PASSAGE SHOWN:
__________

See You at ASCA in Nashville!

The Regent RCM team will be at the ASCA 2019 Conference and Expo, the largest and most diverse conference of the ambulatory surgery industry. Scheduled for May 15-18 in Nashville, TN, at the Gaylord Opryland Resort & Convention Center, the conference is presented by the Ambulatory Surgery Center Association (ASCA.)

ASCA 2019 offers top notch educational programming and networking opportunities, along with the ASC industry’s largest exhibit hall featuring hundreds of new products, services and technologies representing nearly 200 vendors.

In addition to more than 50 ASC-specific educational sessions, two keynote speakers promise to be motivational highlights of the conference: Alex Sheen, CEO and founder of the international social movement and nonprofit because I said I would, dedicated to bettering humanity through promises made and kept; and Scott Hamilton, Olympic gold medalist in figure skating, best-selling author of “Finish First: Winning Changes Everything,” and cancer survivor-turned-activist.

Want to schedule an appointment to connect with Regent RCM at the conference? Contact us here.

New Case Study: A/R Follow-Up Increases Collections in Ft. Myers

The Center for Specialized Surgery in Ft. Myers (TCSSFM), Florida is growing rapidly, in part because the center leverages Regent RCM benchmarks to gauge performance across all functions of the revenue cycle.  A new case study outlines the center’s positive experience with the benchmark for Accounts Receivable Follow-Up.

The A/R follow-up benchmark tracks how many of the cases a center has with an open balance are being followed up on each month. The gold standard expectation is that biller/collectors follow up with the payer for at least 95% of all the open claims every month.

The case study outlines steps TCSSFM has taken to achieve an amazing result: increasing collections by $125,000 per month in the past year. While center growth and the addition of high reimbursement procedures have contributed as well, efforts to follow up with payers on at least 95% of claims every month have been a big part of that success.

Erin Petrie, Regent RCM’s Director of Revenue Cycle Management says: “This metric allows us to drill down into the actual collector’s performance, versus just the center’s performance. A center might have a great month and collections are up through the roof, but that’s not necessarily a reflection of the efforts of that collector. Whereas your follow up, how many claims you’re touching every month, reflects your work.”

Want to learn more? Read the full case study here.

Adding a Specialty? Make Sure Contracts Support Profitable Reimbursement

As ambulatory surgery centers (ASCs) change and grow, they add new specialties. Making sure contracts keep up with these changes is critical to ongoing success. Andrea Woodell, Regent’s vice president of managed care, has extensive experience negotiating payer contracts – and helping ASCs keep them current. In this final blog in a 3-part series, she shares tips for specialty-specific contracts.

__________

According to the Regent RCM newsletter, why does the A/R follow-up metric reflect a collector's own performance rather than the center's? Answer in one to three sentences.

[Recorded data]
__________

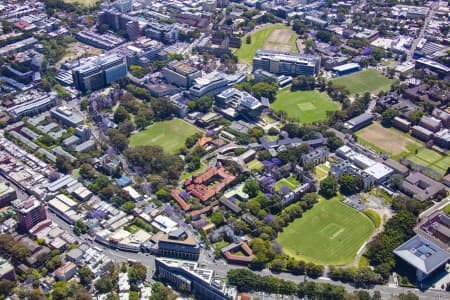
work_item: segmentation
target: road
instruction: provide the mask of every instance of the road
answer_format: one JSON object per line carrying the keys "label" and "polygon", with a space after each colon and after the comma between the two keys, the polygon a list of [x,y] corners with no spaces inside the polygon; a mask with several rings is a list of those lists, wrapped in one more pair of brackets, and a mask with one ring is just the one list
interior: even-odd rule
{"label": "road", "polygon": [[[72,228],[69,224],[67,224],[65,221],[61,220],[59,217],[57,217],[53,213],[49,213],[49,218],[52,219],[58,226],[60,226],[63,230],[67,232],[72,232]],[[111,248],[108,248],[102,244],[99,244],[97,242],[91,242],[87,240],[87,235],[82,236],[75,236],[78,239],[79,243],[87,243],[90,245],[95,245],[101,249],[103,249],[103,253],[108,256],[112,261],[116,263],[121,262],[127,262],[128,259],[136,260],[138,262],[141,262],[147,267],[148,270],[148,278],[151,279],[153,276],[153,273],[155,271],[155,256],[150,255],[148,253],[133,253],[133,252],[125,252],[120,250],[114,250]],[[214,272],[219,276],[226,276],[229,270],[232,269],[242,269],[246,268],[245,266],[238,266],[238,265],[229,265],[227,264],[223,259],[216,259],[215,261],[212,261],[212,254],[214,251],[211,249],[205,250],[202,249],[202,255],[199,260],[199,265],[202,268],[211,269],[214,270]],[[279,274],[273,274],[270,270],[265,269],[262,271],[256,271],[255,273],[261,275],[261,276],[267,276],[267,275],[274,275],[278,278],[284,279],[284,280],[290,280],[296,283],[307,281],[313,281],[318,283],[330,283],[335,285],[340,285],[345,287],[348,291],[352,292],[354,290],[358,290],[358,288],[355,288],[354,286],[342,283],[340,281],[332,281],[331,279],[327,277],[320,277],[318,279],[312,279],[312,278],[306,278],[304,275],[293,275],[290,273],[279,273]],[[420,291],[419,289],[413,289],[413,288],[395,288],[395,287],[389,287],[387,285],[376,285],[372,287],[371,289],[368,289],[367,291],[373,292],[373,291],[379,291],[381,293],[382,299],[389,299],[392,295],[400,294],[400,293],[414,293],[420,297],[420,299],[425,300],[434,300],[434,299],[448,299],[448,293],[444,291],[437,291],[437,290],[427,290],[425,292]]]}
{"label": "road", "polygon": [[434,2],[431,5],[430,12],[428,13],[428,16],[425,18],[425,22],[423,23],[422,29],[420,30],[419,36],[417,39],[415,39],[411,45],[411,49],[408,51],[407,61],[411,61],[412,57],[414,55],[414,51],[416,51],[417,44],[420,42],[420,40],[423,38],[425,34],[425,30],[428,27],[428,24],[430,24],[430,21],[433,19],[433,16],[436,12],[436,10],[439,8],[440,0]]}

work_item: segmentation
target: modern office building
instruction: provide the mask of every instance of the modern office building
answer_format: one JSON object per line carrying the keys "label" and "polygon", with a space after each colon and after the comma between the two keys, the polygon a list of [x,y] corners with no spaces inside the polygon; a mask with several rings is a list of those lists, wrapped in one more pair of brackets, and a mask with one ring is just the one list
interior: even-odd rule
{"label": "modern office building", "polygon": [[189,93],[194,97],[202,97],[205,95],[216,95],[227,88],[228,80],[222,74],[216,73],[212,76],[197,78]]}
{"label": "modern office building", "polygon": [[173,44],[178,40],[178,28],[174,24],[149,23],[143,32],[146,37],[166,44]]}
{"label": "modern office building", "polygon": [[50,116],[70,127],[77,127],[84,122],[84,117],[82,114],[66,106],[52,108],[50,110]]}
{"label": "modern office building", "polygon": [[270,50],[258,50],[253,58],[253,71],[261,69],[270,73],[298,76],[317,76],[320,57]]}
{"label": "modern office building", "polygon": [[126,41],[124,38],[112,33],[99,34],[89,30],[77,32],[75,37],[80,42],[105,50],[114,49]]}
{"label": "modern office building", "polygon": [[372,114],[364,113],[345,122],[344,127],[348,130],[357,131],[372,124],[374,117]]}
{"label": "modern office building", "polygon": [[420,235],[403,243],[394,254],[416,269],[418,281],[443,270],[450,259],[446,250]]}
{"label": "modern office building", "polygon": [[167,82],[183,88],[190,88],[194,85],[194,79],[202,76],[201,71],[196,68],[182,61],[175,60],[168,63],[162,69],[162,73]]}
{"label": "modern office building", "polygon": [[140,35],[139,21],[137,18],[124,14],[125,11],[131,10],[129,3],[131,1],[118,1],[119,4],[115,8],[102,10],[97,17],[98,24],[106,24],[108,27],[117,32],[123,31],[128,35],[131,41],[136,40]]}
{"label": "modern office building", "polygon": [[[233,110],[249,118],[258,117],[265,108],[261,101],[251,94],[236,88],[229,88],[221,92],[216,96],[216,102],[225,110]],[[222,110],[222,112],[224,113],[225,110]]]}
{"label": "modern office building", "polygon": [[196,262],[167,258],[155,259],[156,276],[176,288],[183,288],[198,299],[234,300],[235,287],[218,278],[214,270],[201,269]]}
{"label": "modern office building", "polygon": [[21,202],[16,207],[16,213],[20,226],[26,231],[47,219],[47,213],[43,203],[36,199]]}
{"label": "modern office building", "polygon": [[51,92],[36,99],[10,107],[6,111],[13,119],[20,119],[24,116],[33,116],[47,111],[50,107],[56,105],[57,101],[58,98],[56,92]]}
{"label": "modern office building", "polygon": [[200,246],[190,233],[179,228],[159,238],[158,255],[177,259],[198,260]]}
{"label": "modern office building", "polygon": [[8,206],[11,201],[16,199],[16,190],[4,182],[0,182],[0,207]]}
{"label": "modern office building", "polygon": [[72,70],[75,87],[82,91],[95,91],[127,75],[127,62],[117,53],[98,57]]}

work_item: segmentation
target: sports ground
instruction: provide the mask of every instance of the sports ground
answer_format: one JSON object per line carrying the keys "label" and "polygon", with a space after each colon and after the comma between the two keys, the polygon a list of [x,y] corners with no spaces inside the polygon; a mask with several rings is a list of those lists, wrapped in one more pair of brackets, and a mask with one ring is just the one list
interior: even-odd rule
{"label": "sports ground", "polygon": [[323,121],[327,111],[339,110],[339,104],[324,93],[317,91],[295,91],[289,88],[278,92],[277,99],[271,104],[275,111],[285,111],[289,118],[302,124]]}
{"label": "sports ground", "polygon": [[359,130],[356,136],[360,144],[369,146],[376,152],[394,156],[414,153],[416,149],[423,147],[413,137],[397,129],[383,127],[378,122]]}
{"label": "sports ground", "polygon": [[94,6],[98,0],[64,0],[66,3],[79,3],[86,7]]}
{"label": "sports ground", "polygon": [[291,191],[293,191],[300,186],[300,182],[298,182],[294,177],[282,178],[275,183],[275,190],[279,191],[282,186],[287,186]]}
{"label": "sports ground", "polygon": [[234,53],[241,63],[251,64],[258,49],[297,52],[297,34],[287,25],[270,24],[256,29],[250,36],[251,43],[247,44],[243,37],[241,48]]}
{"label": "sports ground", "polygon": [[[372,150],[389,154],[393,159],[407,158],[412,162],[432,168],[444,175],[450,165],[450,157],[427,149],[425,145],[395,128],[383,127],[376,122],[356,133],[358,143]],[[395,142],[394,142],[395,141]]]}
{"label": "sports ground", "polygon": [[289,256],[325,265],[345,265],[355,258],[375,226],[363,213],[339,199],[321,200],[278,235]]}
{"label": "sports ground", "polygon": [[350,95],[363,95],[366,92],[377,93],[388,91],[393,80],[387,78],[375,69],[367,69],[332,80],[335,86],[343,86]]}
{"label": "sports ground", "polygon": [[197,127],[181,120],[156,122],[149,128],[133,134],[130,137],[130,146],[161,146],[168,153],[175,153],[184,146],[186,139],[201,132]]}

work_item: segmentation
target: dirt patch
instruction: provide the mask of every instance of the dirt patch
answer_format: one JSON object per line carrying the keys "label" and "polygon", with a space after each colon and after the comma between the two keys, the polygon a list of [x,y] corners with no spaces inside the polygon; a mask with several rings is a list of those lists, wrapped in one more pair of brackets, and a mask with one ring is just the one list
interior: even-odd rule
{"label": "dirt patch", "polygon": [[412,143],[417,144],[414,140],[403,136],[393,129],[385,128],[379,123],[374,123],[362,129],[357,135],[370,144],[393,155],[408,151],[407,146]]}
{"label": "dirt patch", "polygon": [[295,47],[294,31],[291,29],[275,29],[266,40],[263,49],[290,52]]}

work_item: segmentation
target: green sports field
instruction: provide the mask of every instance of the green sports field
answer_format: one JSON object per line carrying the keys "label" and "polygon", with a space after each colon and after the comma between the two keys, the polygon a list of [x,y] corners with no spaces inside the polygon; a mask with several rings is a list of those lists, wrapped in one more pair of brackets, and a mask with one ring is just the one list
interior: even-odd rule
{"label": "green sports field", "polygon": [[[276,42],[270,42],[268,41],[268,44],[265,47],[266,41],[268,40],[269,36],[275,29],[286,29],[289,30],[290,27],[284,24],[270,24],[267,26],[264,26],[262,28],[256,29],[255,31],[252,31],[250,33],[251,35],[251,43],[246,43],[246,38],[242,38],[242,44],[241,48],[236,50],[234,52],[234,55],[236,55],[239,59],[239,62],[245,63],[245,64],[251,64],[253,61],[253,57],[256,54],[256,50],[269,48],[272,50],[276,50],[274,46],[276,47]],[[291,44],[290,52],[296,52],[297,47],[295,45],[295,42],[297,40],[297,34],[292,32],[290,36],[286,35],[287,40],[281,40],[280,44]]]}
{"label": "green sports field", "polygon": [[375,69],[367,69],[332,80],[335,86],[344,86],[350,95],[363,95],[366,92],[388,91],[393,80]]}
{"label": "green sports field", "polygon": [[329,265],[350,263],[373,234],[375,226],[363,213],[339,199],[321,200],[288,225],[278,242],[289,256]]}
{"label": "green sports field", "polygon": [[296,187],[300,185],[300,182],[297,181],[294,177],[282,178],[275,183],[275,190],[279,191],[282,186],[287,186],[291,189],[291,191],[295,190]]}
{"label": "green sports field", "polygon": [[66,3],[79,3],[87,7],[94,6],[98,0],[64,0]]}
{"label": "green sports field", "polygon": [[441,175],[445,175],[448,166],[450,166],[450,156],[441,155],[427,148],[422,148],[418,150],[417,154],[411,154],[406,158],[416,164],[434,169]]}
{"label": "green sports field", "polygon": [[288,117],[302,124],[323,121],[327,117],[327,111],[339,110],[339,104],[326,94],[317,91],[291,92],[289,88],[278,92],[271,107],[275,111],[285,111]]}
{"label": "green sports field", "polygon": [[175,153],[186,139],[194,133],[201,132],[197,127],[181,120],[156,122],[149,128],[130,137],[130,146],[161,146],[168,153]]}

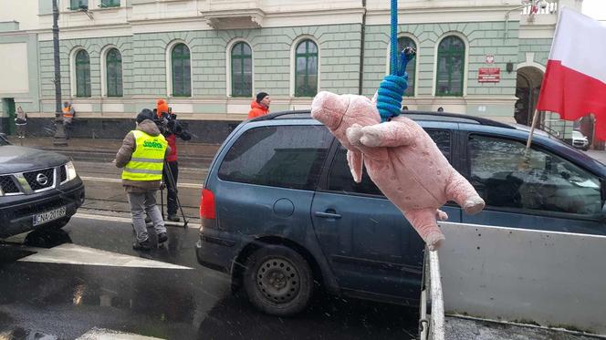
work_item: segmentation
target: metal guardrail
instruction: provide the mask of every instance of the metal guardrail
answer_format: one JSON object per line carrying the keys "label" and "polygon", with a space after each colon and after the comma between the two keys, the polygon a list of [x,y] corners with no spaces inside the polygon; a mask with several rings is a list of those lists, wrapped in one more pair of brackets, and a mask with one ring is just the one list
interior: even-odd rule
{"label": "metal guardrail", "polygon": [[[428,289],[429,295],[427,294]],[[428,302],[431,303],[430,314],[427,314]],[[444,340],[444,294],[440,278],[440,260],[437,251],[430,251],[426,247],[423,269],[419,333],[422,340]]]}

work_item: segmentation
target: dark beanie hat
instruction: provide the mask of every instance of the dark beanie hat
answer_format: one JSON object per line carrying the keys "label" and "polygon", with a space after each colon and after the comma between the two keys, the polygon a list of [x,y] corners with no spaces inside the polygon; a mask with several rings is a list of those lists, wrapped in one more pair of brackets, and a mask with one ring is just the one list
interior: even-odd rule
{"label": "dark beanie hat", "polygon": [[137,115],[137,123],[141,123],[141,121],[145,119],[152,119],[153,120],[153,112],[149,109],[149,108],[143,108],[139,114]]}
{"label": "dark beanie hat", "polygon": [[269,95],[268,95],[266,92],[259,92],[259,93],[256,95],[256,102],[257,102],[257,103],[260,103],[261,100],[263,100],[263,98],[266,98],[266,97],[267,97],[267,96],[269,96]]}

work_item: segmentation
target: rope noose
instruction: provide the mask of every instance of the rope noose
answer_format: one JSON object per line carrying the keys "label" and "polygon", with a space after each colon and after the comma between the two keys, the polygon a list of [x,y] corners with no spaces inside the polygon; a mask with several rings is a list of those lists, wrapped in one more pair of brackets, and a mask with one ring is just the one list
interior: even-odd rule
{"label": "rope noose", "polygon": [[398,0],[392,0],[391,35],[390,75],[385,76],[377,91],[377,108],[381,121],[400,115],[402,98],[408,88],[406,65],[416,54],[414,48],[407,46],[400,53],[398,62]]}

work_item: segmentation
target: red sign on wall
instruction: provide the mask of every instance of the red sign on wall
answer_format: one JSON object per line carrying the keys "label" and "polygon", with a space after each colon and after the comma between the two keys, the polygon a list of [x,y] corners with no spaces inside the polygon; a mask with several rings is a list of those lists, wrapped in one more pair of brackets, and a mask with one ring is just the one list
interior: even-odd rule
{"label": "red sign on wall", "polygon": [[478,83],[498,83],[499,81],[501,81],[499,67],[481,67],[477,70]]}

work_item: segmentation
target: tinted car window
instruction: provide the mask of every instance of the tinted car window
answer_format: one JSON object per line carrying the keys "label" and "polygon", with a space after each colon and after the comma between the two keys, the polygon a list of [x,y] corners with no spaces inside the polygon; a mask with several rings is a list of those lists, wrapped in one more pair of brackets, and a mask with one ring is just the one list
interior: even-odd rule
{"label": "tinted car window", "polygon": [[[450,160],[451,134],[446,130],[426,130],[434,139],[442,153]],[[337,155],[332,162],[330,174],[329,176],[329,190],[335,191],[364,193],[368,195],[382,195],[379,188],[372,182],[366,173],[362,171],[362,180],[360,183],[353,181],[351,171],[347,164],[347,149],[342,145],[339,148]]]}
{"label": "tinted car window", "polygon": [[525,157],[524,143],[472,136],[471,183],[486,205],[576,214],[601,211],[600,180],[539,149]]}
{"label": "tinted car window", "polygon": [[219,168],[224,180],[313,190],[332,142],[320,126],[262,127],[246,131]]}

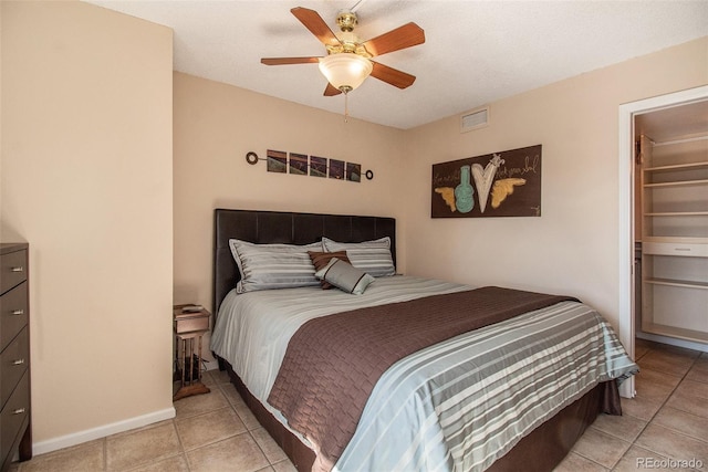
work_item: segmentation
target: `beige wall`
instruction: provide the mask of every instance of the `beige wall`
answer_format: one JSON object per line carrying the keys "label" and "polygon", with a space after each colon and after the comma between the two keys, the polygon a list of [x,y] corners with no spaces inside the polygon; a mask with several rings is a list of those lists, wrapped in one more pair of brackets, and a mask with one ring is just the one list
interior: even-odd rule
{"label": "beige wall", "polygon": [[2,8],[2,238],[30,243],[35,453],[174,416],[171,30]]}
{"label": "beige wall", "polygon": [[[413,274],[562,292],[618,319],[618,107],[708,83],[708,38],[407,133],[406,261]],[[542,217],[430,219],[431,165],[541,144]],[[510,197],[513,198],[513,197]]]}
{"label": "beige wall", "polygon": [[[174,87],[176,302],[211,306],[215,208],[402,217],[404,132],[181,73]],[[343,97],[330,99],[344,107]],[[274,174],[246,161],[267,149],[360,162],[374,179]]]}

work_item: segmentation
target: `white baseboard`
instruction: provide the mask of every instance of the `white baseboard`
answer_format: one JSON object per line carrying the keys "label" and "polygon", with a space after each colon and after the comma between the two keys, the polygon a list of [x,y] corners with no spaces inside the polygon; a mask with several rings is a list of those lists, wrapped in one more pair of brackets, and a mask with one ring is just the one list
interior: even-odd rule
{"label": "white baseboard", "polygon": [[660,336],[657,334],[644,333],[639,331],[636,332],[636,337],[638,337],[639,339],[655,340],[657,343],[668,344],[671,346],[685,347],[687,349],[701,350],[704,353],[708,353],[708,344],[704,344],[704,343],[695,343],[693,340],[679,339],[677,337]]}
{"label": "white baseboard", "polygon": [[58,451],[60,449],[70,448],[76,444],[82,444],[84,442],[93,441],[94,439],[105,438],[111,434],[129,431],[135,428],[142,428],[147,424],[169,420],[173,418],[175,418],[174,407],[166,408],[159,411],[153,411],[152,413],[129,418],[127,420],[117,421],[111,424],[104,424],[97,428],[61,436],[59,438],[48,439],[46,441],[34,442],[32,443],[32,454],[45,454],[48,452]]}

__________

EXPECTED ANSWER: A center's collections can rise sharply in a good month without that reflecting the collector's efforts. The number of claims a collector follows up on each month, however, directly reflects that collector's work.